**Task description**
Look through the listing and locate every line containing the word "dataset"; copy those lines.

**Data for the task**

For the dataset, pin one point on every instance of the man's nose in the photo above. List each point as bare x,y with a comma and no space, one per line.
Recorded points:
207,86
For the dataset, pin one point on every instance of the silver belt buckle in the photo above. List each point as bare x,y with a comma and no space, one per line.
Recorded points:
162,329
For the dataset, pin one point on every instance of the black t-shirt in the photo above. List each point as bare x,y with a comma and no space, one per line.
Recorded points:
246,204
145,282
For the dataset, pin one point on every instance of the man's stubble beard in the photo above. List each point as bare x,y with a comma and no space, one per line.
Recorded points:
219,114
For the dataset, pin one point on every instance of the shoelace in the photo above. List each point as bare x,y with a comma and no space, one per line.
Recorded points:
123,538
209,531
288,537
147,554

**Output of the exercise**
For the dataset, pin one point on every instance of the man's nose in the photo above. List each point as bare x,y with a comma and no space, one per line.
For the dataset, pin one point on every instance of the silver belt buckle in the photo above. List each point as bare x,y with a comma and no space, one per line.
For the dataset, pin one point on every instance of the black t-shirt in the photo above. List each point as bare x,y with a comma and no space, one per line.
For the dataset, pin one point on every instance of the man's stubble beard in the photo above. List each point as bare x,y with a comma and no space, one per line.
For the dataset, pin one point on every instance of the shoelace in the photo above. List each point as bare x,y with a comma and no space, one per line.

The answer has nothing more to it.